● **Material to process**
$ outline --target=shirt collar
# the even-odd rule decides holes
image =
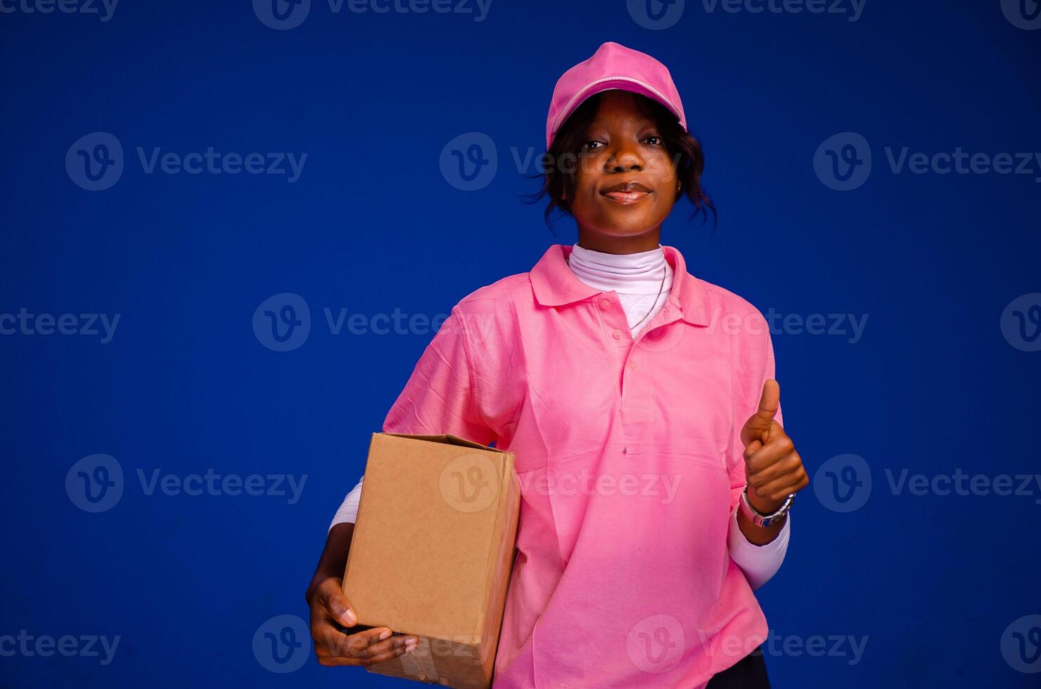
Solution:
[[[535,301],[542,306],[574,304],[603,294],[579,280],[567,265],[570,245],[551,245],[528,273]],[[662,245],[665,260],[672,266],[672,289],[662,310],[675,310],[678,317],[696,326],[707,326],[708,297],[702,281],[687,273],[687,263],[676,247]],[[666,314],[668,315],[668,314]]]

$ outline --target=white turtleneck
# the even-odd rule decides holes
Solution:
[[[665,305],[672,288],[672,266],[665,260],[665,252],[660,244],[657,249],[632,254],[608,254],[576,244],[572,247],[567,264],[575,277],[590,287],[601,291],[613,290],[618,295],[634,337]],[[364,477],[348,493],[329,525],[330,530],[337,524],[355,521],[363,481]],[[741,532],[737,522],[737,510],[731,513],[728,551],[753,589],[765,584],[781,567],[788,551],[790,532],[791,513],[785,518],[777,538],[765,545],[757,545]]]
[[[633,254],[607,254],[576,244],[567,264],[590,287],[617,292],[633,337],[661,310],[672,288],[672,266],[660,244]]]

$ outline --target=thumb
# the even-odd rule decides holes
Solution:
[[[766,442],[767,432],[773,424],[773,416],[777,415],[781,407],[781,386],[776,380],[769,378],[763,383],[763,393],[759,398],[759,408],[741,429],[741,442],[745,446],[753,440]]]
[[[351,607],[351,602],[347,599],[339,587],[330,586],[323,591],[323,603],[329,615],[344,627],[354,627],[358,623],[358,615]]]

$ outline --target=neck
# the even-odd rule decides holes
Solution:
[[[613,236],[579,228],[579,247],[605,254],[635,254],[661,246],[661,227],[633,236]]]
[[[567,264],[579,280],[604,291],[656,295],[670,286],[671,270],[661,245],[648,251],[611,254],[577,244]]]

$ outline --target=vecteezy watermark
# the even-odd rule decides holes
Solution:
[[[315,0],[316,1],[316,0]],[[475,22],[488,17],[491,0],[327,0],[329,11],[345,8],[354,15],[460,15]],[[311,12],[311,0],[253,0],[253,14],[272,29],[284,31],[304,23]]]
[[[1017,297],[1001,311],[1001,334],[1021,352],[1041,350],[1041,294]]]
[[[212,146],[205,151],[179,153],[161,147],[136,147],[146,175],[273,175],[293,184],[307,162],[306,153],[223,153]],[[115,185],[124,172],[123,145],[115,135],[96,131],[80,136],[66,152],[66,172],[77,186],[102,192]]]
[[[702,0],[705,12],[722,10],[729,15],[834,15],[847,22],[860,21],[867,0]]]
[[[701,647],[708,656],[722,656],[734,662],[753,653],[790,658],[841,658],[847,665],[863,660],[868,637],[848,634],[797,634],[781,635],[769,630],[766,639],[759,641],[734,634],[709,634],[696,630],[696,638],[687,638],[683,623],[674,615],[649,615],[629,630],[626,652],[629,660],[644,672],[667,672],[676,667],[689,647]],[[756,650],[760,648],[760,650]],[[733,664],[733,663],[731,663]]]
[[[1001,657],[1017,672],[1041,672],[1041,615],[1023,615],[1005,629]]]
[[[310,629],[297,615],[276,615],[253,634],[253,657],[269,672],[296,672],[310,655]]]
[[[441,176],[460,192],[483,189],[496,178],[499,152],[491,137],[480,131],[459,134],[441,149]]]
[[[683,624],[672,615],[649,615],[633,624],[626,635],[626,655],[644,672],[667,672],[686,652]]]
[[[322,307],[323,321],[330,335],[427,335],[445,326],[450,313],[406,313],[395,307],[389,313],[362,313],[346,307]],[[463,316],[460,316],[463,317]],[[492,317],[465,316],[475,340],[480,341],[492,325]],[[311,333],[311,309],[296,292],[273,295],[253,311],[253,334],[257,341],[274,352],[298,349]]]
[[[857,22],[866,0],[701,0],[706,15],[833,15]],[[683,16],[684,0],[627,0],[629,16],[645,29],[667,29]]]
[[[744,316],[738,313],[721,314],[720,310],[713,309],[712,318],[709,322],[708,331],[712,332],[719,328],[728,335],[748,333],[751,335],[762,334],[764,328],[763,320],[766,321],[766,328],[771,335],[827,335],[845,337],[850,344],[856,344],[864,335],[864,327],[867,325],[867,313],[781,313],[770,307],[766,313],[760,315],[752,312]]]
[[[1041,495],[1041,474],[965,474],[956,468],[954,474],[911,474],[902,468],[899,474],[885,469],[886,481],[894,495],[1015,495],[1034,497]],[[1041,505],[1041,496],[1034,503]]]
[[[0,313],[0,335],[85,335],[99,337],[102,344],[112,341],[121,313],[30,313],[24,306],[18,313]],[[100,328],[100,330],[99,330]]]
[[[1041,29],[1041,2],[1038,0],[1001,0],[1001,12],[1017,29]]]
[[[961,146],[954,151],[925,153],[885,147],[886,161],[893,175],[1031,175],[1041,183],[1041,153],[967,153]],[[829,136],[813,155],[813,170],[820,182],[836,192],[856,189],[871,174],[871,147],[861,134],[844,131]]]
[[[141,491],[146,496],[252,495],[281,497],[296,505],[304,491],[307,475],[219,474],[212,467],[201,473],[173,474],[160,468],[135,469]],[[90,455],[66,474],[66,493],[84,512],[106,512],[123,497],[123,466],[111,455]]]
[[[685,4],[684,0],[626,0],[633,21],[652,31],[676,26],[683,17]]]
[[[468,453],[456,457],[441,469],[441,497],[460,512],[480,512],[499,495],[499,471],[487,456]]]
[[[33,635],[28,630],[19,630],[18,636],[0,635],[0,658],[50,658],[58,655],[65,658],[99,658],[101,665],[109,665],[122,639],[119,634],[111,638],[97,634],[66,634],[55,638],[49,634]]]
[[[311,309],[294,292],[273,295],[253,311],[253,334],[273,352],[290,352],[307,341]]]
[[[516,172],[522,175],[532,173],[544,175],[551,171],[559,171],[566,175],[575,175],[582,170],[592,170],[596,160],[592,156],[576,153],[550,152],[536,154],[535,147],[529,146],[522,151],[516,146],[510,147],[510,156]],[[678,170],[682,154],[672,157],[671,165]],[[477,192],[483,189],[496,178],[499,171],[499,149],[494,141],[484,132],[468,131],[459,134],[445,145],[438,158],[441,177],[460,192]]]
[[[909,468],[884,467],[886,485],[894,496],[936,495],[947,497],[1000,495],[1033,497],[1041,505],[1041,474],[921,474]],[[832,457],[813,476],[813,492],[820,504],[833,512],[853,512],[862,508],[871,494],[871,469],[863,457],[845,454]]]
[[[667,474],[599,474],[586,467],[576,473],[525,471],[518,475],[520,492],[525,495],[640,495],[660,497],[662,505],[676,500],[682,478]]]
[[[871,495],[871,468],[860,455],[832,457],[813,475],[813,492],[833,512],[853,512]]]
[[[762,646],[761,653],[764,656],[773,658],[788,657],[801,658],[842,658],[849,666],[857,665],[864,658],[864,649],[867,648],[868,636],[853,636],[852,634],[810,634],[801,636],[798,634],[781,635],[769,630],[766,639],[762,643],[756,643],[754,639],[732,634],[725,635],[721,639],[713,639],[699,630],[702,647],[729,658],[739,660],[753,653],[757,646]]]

● **What the task asks**
Identify each line in the listing above that contains the string "target", and copy every such line in full.

● **Answer to the problem**
$ outline --target=shirt collar
$ outline --target=white turtleneck
$ outline --target=thumb
$ outline --target=neck
$ outline --target=vecteezy watermark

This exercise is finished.